Task statement:
Transcribe the following entries word for word. End with the line where "compact form (1221,14)." appears.
Top of Information shown
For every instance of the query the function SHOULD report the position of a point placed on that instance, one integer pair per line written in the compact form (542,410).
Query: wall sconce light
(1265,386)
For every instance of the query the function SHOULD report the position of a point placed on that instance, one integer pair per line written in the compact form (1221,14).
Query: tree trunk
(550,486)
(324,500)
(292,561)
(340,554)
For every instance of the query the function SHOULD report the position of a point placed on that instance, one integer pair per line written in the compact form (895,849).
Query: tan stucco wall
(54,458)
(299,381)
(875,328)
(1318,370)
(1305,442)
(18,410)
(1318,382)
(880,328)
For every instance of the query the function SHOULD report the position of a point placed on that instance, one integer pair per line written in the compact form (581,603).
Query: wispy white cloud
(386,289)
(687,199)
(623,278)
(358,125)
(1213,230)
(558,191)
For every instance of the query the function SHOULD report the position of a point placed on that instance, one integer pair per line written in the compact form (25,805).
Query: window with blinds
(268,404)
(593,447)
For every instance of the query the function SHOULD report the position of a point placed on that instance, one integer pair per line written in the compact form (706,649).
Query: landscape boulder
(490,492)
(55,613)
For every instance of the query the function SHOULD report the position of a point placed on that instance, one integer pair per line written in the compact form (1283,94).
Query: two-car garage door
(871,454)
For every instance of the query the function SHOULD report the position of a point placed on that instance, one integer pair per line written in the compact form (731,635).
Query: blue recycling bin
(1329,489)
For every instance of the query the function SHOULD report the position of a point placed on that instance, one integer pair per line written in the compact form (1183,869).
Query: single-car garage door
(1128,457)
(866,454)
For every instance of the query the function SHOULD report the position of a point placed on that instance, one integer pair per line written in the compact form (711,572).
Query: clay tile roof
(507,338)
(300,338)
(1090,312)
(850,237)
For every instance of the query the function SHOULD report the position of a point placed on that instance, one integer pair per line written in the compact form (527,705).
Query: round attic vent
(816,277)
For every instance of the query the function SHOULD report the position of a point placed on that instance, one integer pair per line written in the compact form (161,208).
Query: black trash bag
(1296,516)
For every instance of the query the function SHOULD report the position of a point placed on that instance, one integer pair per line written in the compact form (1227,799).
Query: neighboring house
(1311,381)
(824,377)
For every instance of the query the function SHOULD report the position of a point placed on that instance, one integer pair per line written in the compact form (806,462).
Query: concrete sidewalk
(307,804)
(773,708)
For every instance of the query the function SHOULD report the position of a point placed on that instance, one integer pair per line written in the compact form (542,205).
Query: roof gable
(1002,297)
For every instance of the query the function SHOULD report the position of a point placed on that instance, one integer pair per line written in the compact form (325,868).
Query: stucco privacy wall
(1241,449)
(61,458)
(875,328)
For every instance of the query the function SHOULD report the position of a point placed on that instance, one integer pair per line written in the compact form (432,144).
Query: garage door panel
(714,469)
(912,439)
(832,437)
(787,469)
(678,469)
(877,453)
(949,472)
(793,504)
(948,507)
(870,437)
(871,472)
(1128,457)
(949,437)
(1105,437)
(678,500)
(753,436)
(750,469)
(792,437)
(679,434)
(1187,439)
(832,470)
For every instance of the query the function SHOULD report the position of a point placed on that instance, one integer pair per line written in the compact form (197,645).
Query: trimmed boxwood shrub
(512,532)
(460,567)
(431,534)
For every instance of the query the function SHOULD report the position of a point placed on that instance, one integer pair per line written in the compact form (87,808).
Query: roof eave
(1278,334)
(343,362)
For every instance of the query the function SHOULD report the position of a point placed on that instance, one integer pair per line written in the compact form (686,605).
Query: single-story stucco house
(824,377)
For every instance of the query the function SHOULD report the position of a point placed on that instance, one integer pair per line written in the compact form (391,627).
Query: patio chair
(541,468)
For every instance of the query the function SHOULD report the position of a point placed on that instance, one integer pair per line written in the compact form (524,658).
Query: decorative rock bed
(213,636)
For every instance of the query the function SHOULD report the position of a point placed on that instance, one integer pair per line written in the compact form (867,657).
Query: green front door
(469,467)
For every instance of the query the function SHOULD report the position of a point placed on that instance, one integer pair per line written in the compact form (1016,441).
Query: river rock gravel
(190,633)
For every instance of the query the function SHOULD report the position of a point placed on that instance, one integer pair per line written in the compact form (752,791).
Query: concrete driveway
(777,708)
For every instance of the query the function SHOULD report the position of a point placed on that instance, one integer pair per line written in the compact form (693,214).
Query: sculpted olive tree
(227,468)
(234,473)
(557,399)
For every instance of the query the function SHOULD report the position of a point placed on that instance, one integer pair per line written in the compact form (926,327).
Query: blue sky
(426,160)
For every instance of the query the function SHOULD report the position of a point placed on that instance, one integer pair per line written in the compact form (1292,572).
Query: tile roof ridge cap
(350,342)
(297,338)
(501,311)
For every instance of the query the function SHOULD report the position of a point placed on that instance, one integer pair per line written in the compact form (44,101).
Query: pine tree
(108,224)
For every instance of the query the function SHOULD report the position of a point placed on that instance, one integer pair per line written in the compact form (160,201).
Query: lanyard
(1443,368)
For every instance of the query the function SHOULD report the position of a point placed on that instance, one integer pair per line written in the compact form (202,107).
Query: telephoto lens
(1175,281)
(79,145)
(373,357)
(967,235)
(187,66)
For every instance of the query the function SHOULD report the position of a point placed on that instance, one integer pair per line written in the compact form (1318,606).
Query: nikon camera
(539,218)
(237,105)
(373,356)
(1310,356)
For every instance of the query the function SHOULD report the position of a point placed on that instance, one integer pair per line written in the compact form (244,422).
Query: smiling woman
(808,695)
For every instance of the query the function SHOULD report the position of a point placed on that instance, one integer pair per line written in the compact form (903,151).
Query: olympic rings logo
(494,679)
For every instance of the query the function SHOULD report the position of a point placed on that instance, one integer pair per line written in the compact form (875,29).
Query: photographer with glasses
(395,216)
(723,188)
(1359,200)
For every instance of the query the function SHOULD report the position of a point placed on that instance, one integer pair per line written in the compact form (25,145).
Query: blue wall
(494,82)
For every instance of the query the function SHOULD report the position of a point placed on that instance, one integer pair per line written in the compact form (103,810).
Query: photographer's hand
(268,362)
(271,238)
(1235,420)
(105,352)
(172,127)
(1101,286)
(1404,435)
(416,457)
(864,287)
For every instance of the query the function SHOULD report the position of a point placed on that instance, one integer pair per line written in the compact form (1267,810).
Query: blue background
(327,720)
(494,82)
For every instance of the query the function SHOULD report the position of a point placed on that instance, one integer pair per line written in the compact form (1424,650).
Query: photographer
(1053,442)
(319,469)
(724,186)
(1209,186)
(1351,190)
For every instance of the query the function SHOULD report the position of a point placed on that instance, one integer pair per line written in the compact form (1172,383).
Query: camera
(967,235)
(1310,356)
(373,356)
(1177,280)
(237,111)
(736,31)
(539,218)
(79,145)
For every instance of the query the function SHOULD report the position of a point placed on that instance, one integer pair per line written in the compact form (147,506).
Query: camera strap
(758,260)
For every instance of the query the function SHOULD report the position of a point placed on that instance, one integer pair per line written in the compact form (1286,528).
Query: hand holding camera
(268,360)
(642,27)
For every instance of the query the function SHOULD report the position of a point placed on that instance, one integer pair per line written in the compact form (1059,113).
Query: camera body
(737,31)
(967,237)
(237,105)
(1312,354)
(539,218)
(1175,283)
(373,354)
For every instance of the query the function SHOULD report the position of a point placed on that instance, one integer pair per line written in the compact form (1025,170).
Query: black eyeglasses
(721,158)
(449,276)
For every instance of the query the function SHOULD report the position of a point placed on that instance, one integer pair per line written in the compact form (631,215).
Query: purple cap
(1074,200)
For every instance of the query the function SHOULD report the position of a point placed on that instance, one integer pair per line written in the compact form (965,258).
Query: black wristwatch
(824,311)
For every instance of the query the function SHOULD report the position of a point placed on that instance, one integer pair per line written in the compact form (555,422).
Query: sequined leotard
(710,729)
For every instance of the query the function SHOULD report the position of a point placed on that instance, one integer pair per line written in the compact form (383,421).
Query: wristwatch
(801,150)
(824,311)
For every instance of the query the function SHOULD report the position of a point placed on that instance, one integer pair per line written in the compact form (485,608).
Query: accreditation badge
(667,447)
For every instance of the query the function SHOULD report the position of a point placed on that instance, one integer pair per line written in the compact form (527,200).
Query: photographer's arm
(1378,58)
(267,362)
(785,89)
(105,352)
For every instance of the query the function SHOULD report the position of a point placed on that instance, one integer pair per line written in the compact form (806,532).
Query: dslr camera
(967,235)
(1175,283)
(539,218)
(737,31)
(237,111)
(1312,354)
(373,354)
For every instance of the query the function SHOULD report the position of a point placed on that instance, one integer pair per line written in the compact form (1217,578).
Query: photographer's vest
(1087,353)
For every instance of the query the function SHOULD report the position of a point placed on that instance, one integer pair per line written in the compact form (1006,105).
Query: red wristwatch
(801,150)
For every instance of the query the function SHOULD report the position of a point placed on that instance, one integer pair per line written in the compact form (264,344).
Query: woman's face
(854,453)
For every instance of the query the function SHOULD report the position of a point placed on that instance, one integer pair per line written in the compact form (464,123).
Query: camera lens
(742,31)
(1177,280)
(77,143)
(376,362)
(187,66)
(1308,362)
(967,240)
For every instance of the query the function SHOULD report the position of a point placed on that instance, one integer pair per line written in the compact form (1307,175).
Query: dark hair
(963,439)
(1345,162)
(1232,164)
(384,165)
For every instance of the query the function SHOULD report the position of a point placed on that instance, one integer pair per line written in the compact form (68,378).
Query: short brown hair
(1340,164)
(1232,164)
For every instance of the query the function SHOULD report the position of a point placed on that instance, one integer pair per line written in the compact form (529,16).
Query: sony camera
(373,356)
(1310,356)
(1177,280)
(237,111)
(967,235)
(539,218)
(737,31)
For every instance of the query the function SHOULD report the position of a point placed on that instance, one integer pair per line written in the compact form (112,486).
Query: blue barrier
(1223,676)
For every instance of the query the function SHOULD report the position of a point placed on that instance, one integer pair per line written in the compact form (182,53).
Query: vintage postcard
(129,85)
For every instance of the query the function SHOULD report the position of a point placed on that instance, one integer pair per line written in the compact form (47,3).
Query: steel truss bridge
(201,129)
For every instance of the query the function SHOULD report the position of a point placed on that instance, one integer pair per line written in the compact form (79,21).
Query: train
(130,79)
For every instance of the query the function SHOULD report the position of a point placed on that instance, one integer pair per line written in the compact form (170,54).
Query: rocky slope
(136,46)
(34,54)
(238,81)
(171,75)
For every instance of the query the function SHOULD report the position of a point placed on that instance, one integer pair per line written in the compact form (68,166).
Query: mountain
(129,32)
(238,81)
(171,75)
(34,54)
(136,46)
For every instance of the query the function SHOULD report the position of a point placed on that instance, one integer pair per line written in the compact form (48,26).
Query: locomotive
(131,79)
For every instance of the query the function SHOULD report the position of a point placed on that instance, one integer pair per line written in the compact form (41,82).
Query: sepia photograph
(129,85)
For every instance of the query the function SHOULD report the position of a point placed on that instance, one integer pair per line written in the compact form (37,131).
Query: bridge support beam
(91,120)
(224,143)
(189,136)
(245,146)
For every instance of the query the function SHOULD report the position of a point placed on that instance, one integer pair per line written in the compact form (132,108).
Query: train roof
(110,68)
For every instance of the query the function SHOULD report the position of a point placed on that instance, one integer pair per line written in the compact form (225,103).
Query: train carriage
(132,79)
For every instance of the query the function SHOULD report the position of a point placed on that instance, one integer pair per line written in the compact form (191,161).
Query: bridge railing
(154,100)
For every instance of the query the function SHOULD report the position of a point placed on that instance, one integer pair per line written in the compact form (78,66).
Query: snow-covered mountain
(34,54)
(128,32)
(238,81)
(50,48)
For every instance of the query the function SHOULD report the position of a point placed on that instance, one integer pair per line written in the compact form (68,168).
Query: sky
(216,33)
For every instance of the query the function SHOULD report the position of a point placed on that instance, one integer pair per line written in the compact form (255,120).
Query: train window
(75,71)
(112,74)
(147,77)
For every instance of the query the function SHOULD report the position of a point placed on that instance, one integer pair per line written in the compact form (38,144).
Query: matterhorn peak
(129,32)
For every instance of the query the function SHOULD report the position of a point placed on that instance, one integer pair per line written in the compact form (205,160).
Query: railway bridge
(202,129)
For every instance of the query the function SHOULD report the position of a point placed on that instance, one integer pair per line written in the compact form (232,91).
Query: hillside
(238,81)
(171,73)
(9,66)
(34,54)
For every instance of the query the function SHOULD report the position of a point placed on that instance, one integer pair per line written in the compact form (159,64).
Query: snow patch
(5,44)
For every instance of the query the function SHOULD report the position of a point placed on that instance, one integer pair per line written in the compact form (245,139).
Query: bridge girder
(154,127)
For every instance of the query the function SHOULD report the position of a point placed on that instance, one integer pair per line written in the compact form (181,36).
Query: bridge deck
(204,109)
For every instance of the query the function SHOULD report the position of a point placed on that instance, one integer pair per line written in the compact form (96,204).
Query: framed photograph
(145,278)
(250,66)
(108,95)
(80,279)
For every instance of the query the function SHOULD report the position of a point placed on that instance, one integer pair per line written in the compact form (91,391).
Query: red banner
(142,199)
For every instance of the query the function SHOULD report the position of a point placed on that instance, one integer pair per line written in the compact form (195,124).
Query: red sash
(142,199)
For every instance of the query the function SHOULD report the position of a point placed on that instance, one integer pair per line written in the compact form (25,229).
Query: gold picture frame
Bottom of Information shown
Response for this exercise:
For every instance of the query the function SHOULD report the position of a point placed on that instance, one integer pair per line written in the compact form (542,410).
Query: wall sconce light
(1265,386)
For every instance of the query the function SHOULD report the position of a point placed on that instance, one integer pair per line written in the compact form (1221,14).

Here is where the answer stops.